_Description of the task_
Repeat the material verbatim and drop the pictures.

Dataset entries:
__________

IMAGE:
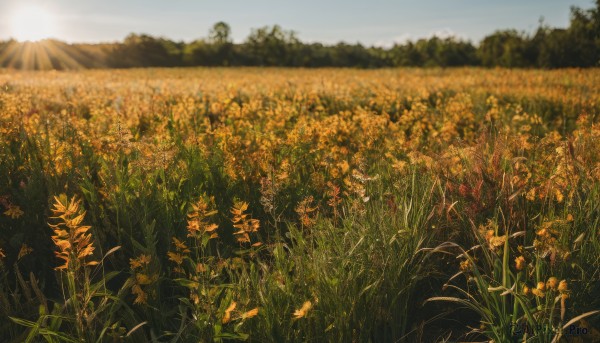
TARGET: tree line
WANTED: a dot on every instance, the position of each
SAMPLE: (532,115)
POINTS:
(576,46)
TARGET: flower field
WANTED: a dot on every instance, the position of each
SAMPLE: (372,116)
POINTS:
(282,205)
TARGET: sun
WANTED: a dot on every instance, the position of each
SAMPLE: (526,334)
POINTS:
(32,23)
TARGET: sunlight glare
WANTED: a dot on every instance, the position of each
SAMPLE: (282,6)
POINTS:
(32,23)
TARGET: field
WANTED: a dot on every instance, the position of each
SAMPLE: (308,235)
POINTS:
(280,205)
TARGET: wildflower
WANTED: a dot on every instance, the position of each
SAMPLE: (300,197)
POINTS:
(303,311)
(241,222)
(538,293)
(520,262)
(197,220)
(139,262)
(14,212)
(141,296)
(180,245)
(250,313)
(25,250)
(175,257)
(541,286)
(552,283)
(562,286)
(465,265)
(72,239)
(227,316)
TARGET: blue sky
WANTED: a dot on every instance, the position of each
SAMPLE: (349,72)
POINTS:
(371,22)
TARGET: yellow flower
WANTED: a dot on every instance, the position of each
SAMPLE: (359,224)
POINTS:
(541,286)
(303,311)
(14,212)
(141,296)
(250,313)
(175,257)
(25,250)
(520,262)
(142,279)
(562,286)
(465,265)
(227,316)
(552,283)
(537,293)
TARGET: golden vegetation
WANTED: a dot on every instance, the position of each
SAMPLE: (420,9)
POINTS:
(352,182)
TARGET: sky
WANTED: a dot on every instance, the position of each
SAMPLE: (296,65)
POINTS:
(373,22)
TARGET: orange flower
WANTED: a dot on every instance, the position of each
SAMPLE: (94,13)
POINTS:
(520,262)
(303,311)
(250,313)
(14,212)
(227,316)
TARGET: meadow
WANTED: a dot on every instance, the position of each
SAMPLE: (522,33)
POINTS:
(296,205)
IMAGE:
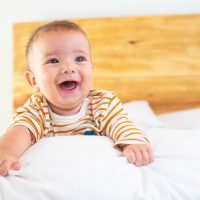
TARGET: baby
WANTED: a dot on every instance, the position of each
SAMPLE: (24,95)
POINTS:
(60,73)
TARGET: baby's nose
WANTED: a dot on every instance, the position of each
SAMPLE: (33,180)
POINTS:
(68,68)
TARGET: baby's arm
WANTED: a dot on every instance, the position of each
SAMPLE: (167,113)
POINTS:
(138,154)
(12,145)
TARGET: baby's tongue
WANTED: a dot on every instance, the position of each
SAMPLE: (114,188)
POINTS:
(68,85)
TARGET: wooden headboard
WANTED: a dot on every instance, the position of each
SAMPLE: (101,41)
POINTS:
(153,58)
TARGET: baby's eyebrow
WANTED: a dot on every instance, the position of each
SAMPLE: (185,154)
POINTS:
(81,51)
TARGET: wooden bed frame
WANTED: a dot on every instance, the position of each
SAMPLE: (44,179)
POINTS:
(153,58)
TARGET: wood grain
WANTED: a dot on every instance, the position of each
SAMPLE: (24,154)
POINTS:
(153,57)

__________

_Answer to the task_
IMAGE:
TARGET: tree line
WANTED: a dot on every instance, the position of each
SAMPLE: (532,115)
POINTS:
(576,46)
TARGET: flower field
WANTED: a dot on every instance, the position of each
SAMPLE: (372,116)
POINTS:
(282,205)
TARGET: sun
WANTED: a dot on every instance, the position of each
SAMPLE: (526,334)
POINTS:
(32,23)
TARGET: sunlight glare
WANTED: a dot on every instance, the position of each
SAMPLE: (282,6)
POINTS:
(32,23)
TARGET: field
WANTED: a dot on every instance, the position of each
SAMPLE: (308,235)
POINTS:
(280,205)
TARGET: wildflower
WANTED: a dot on every instance, the position of each
SAMPLE: (300,197)
POINTS:
(303,311)
(241,222)
(538,293)
(520,262)
(197,220)
(139,262)
(14,212)
(141,296)
(180,245)
(250,313)
(25,250)
(175,257)
(541,286)
(552,283)
(562,286)
(465,265)
(72,239)
(227,316)
TARGET: blue sky
WANTED: a dot on every instance, the position of each
SAMPLE: (349,72)
POINTS:
(371,22)
TARGET: yellow flower
WANTED: a dot on every instance, the position of each
SAMPLE: (359,224)
POINTS:
(541,286)
(303,311)
(14,212)
(141,296)
(250,313)
(175,257)
(25,250)
(520,262)
(142,279)
(562,286)
(465,265)
(227,316)
(552,283)
(537,293)
TARGET: golden vegetation
WANTED: a dot on every instance, the position of each
SAMPLE: (420,9)
POINTS:
(352,182)
TARGET: sky
WANTED: a dot on every instance, the position of each
SAMPLE: (296,65)
POINTS:
(373,22)
TARGET: orange flower
WANTED: a dot on every instance, the position of each
SAMPLE: (94,13)
POINTS:
(520,262)
(303,311)
(250,313)
(14,212)
(227,316)
TARGET: meadow
WANTED: a dot on every instance, the position of each
SAMPLE: (522,33)
POINTS:
(296,205)
IMAGE:
TARGET: baby
WANTED: a dot on every instance, the position of each
SAMPLE: (24,95)
POINTS:
(60,73)
TARGET: baby's nose
WANTED: a dot on every instance, the position of each
SAMPLE: (33,180)
POINTS:
(68,68)
TARGET: baby's arm
WANTED: a dot on every instance, the position of each
SAMPLE: (167,113)
POINTS:
(138,154)
(12,145)
TARGET: baby's tongue
WANTED: a dot on every instance, the position of each
SAMPLE: (114,188)
POINTS:
(68,85)
TARGET: wooden headboard
WANTED: a dot on every instance, the position of each
SAMPLE: (101,41)
POINTS:
(153,58)
TARGET: baby's eyebrow
WANTED: a dot on every instance, the position of each
SAMPLE: (185,154)
POINTS:
(81,51)
TARGET: wooden bed frame
WANTED: a dot on every instance, the position of each
SAMPLE: (44,179)
POINTS:
(153,58)
TARGET: wood grain
WANTED: a dot on every instance, the position of each
SAMPLE: (24,154)
POINTS:
(153,57)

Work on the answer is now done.